+++ SUPPLIED ENTRIES +++
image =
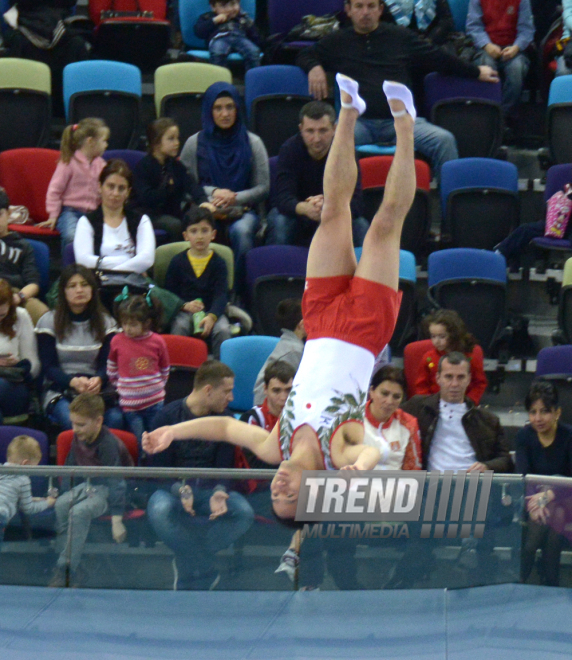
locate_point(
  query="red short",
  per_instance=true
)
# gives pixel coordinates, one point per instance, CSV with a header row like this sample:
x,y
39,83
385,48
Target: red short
x,y
353,309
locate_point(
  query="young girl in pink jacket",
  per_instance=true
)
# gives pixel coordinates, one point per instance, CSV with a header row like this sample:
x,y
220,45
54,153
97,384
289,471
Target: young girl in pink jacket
x,y
74,188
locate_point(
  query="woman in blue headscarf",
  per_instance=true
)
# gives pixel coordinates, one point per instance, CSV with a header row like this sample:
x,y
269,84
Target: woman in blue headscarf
x,y
232,166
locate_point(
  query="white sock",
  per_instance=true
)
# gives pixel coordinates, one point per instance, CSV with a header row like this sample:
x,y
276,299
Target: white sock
x,y
351,87
393,90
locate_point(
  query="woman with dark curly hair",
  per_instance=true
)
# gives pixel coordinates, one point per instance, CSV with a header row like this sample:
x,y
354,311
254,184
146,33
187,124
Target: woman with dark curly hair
x,y
74,342
449,333
544,447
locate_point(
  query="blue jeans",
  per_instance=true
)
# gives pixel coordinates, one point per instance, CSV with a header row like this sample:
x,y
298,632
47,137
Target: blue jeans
x,y
561,68
221,47
432,141
14,399
287,230
142,420
67,223
512,73
196,539
60,415
241,234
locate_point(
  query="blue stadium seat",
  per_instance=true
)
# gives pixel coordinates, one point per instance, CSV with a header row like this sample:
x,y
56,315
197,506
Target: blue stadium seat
x,y
130,156
189,11
279,90
469,109
479,201
246,356
109,90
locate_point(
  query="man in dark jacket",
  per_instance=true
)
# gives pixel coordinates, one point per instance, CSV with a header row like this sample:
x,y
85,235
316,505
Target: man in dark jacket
x,y
199,519
18,264
371,53
299,191
456,435
93,445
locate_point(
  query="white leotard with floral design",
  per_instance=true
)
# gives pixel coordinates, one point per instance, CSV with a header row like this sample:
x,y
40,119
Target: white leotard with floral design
x,y
329,389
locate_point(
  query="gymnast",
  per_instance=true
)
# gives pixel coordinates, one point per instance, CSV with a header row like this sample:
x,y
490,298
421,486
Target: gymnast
x,y
349,310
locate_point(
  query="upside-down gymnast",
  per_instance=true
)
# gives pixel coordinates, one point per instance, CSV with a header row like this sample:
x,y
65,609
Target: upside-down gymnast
x,y
349,310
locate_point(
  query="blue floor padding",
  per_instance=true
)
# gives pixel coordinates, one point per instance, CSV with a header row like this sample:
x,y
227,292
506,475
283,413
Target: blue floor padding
x,y
510,621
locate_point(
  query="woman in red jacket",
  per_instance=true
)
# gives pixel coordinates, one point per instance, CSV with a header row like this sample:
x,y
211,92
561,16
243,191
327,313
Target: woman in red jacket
x,y
449,333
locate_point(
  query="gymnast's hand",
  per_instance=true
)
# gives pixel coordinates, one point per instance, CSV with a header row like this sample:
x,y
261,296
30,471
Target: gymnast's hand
x,y
158,440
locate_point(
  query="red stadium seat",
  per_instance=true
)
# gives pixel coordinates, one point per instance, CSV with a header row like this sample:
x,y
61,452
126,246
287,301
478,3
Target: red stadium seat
x,y
26,174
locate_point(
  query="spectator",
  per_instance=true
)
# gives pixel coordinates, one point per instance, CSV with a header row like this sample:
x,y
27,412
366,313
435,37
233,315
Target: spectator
x,y
19,362
232,166
278,377
199,523
93,445
544,447
16,489
291,345
455,434
562,68
112,237
299,190
138,362
430,19
394,432
18,264
228,29
199,277
503,30
161,182
448,333
372,52
73,342
74,188
38,31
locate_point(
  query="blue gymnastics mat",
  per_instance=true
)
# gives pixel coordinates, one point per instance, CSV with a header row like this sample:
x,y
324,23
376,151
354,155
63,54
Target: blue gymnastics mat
x,y
509,621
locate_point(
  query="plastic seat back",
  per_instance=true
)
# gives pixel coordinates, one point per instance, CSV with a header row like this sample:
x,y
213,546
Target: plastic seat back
x,y
186,78
283,16
42,256
275,260
274,79
269,291
466,263
130,156
106,89
412,355
25,98
26,174
246,356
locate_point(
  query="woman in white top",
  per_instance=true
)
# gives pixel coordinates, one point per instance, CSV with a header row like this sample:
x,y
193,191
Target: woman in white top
x,y
19,362
392,431
111,237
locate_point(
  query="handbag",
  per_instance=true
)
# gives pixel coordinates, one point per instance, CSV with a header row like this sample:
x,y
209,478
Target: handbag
x,y
117,279
106,14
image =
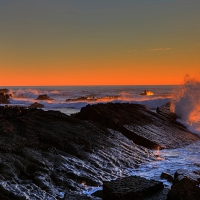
+++
PROBLEM: From the first line to the last, copy the records above exactly and drop any pictures.

OUTPUT FOR THIS TASK:
image =
locate_point(
  query="red short",
  per_instance=true
)
# gives pixel coordinates, one point per instance, CSV with a header row like this sample:
x,y
39,83
385,48
Target: red short
x,y
353,309
locate_point(
  query="young girl in pink jacket",
  per_instance=true
)
# gives pixel coordinates, one point per instance, CSV with a header row like this sample:
x,y
220,45
54,153
97,384
289,471
Target: young girl in pink jacket
x,y
74,188
locate_point(
  query="woman in blue headscarf",
  per_instance=true
)
# gives pixel coordinates, one point per instance, CSV with a header row like this sample:
x,y
269,84
Target: woman in blue headscarf
x,y
232,166
locate_point(
  query="white sock",
  per_instance=true
)
# gives pixel coordinates, one point per instance, CSV with a header row like this sample:
x,y
276,299
Target: white sock
x,y
351,87
393,90
locate_point(
  query="woman with dark curly hair",
  per_instance=true
)
# gives pixel coordinates, one point per instance, CSV with a header row like this sample:
x,y
354,311
254,184
146,33
187,124
Target: woman with dark curly hair
x,y
74,342
449,333
544,447
locate_point(
  query="blue jeans",
  per_instance=true
)
# gives pixel coordinates, one point per instance, CSV with a header row like this sample:
x,y
298,632
47,137
Target: blue jeans
x,y
561,68
221,47
432,141
14,399
287,230
142,420
67,223
512,73
196,539
60,415
241,234
locate_point(
  query="blue stadium seat",
  per_instance=true
)
# gives pixel coordinates, one point per instance, CSV with a header row like this sample:
x,y
56,315
197,506
Target: blue stadium seat
x,y
130,156
189,11
279,90
469,109
479,201
246,356
109,90
locate_point(
  query="man in dark jacket",
  per_instance=true
)
# gives pixel coordinates, one point per instance, CSV with a header row like this sample:
x,y
85,235
316,505
Target: man in dark jacket
x,y
199,519
18,264
371,53
299,191
456,435
93,445
locate_point(
  query="white leotard with floral design",
  per_instance=true
)
# gives pixel coordinates, one point per instance, CSV with a header row like this sample:
x,y
40,119
Target: white leotard with floral design
x,y
329,389
locate_point(
  query="gymnast",
  per_instance=true
)
# gives pixel coordinates, one point per instance, CSV with a header row like this sample:
x,y
490,298
421,486
Target: gymnast
x,y
349,310
locate_point(
  query="upside-down gymnast",
  per_instance=true
)
# gives pixel coordinates, one point per instance, CSV with a header row like this sample:
x,y
65,609
Target: upside-down gymnast
x,y
349,310
locate_point(
  query="blue floor padding",
  per_instance=true
)
# gives pixel coordinates, one point per instance, CSV with a header row like this sample:
x,y
227,292
506,475
283,413
Target: blue floor padding
x,y
510,621
locate_point(
  query="woman in red jacket",
  per_instance=true
)
# gives pixel coordinates, one point per instance, CSV with a header row like this sample:
x,y
211,92
561,16
243,191
327,313
Target: woman in red jacket
x,y
449,333
locate_point(
  query="gymnast's hand",
  per_instance=true
)
# gives pixel coordinates, one point per instance, CSV with a header row like this sample:
x,y
261,296
30,471
Target: gymnast's hand
x,y
158,440
locate_point(
  query="red stadium seat",
  per_instance=true
)
# gives pixel coordinates, one point per instance, CSV with a header row like this sample:
x,y
61,452
126,246
287,301
478,3
Target: red stadium seat
x,y
26,174
locate_point(
  query="spectator",
  per_instance=true
)
# gives pixel coordinates, one point per instance, CSV with a header row like this sample:
x,y
27,412
366,313
435,37
233,315
Target: spectator
x,y
19,362
232,166
278,377
199,523
93,445
544,447
16,489
291,345
455,434
562,68
112,237
299,190
138,362
430,19
394,432
18,264
228,29
199,277
503,30
161,182
448,333
372,52
73,342
74,188
38,31
locate_point(
  query="blue gymnastics mat",
  per_instance=true
)
# gives pixel coordinates, one point per instance, CSV with a header row like this sample:
x,y
324,23
376,151
354,155
63,54
Target: blue gymnastics mat
x,y
509,621
locate_point(
  query="plastic seat back",
  per_instance=true
)
# gives pixel coordinates, one point per instance, CSV with a header row like this sample:
x,y
213,546
Target: plastic seat back
x,y
186,78
283,16
42,256
275,260
274,79
269,291
466,263
130,156
106,89
412,355
25,98
26,174
246,356
locate_point(
  query="woman in white top",
  per_instance=true
)
# gives pixel coordinates, one point per instance, CSV with a header row like this sample:
x,y
193,191
Target: woman in white top
x,y
19,362
392,431
111,237
locate_point(
  query="handbag",
  per_instance=true
)
# gives pixel coordinates, one point per instance, CSV with a header row like this sample:
x,y
209,478
Target: handbag
x,y
117,279
106,14
image =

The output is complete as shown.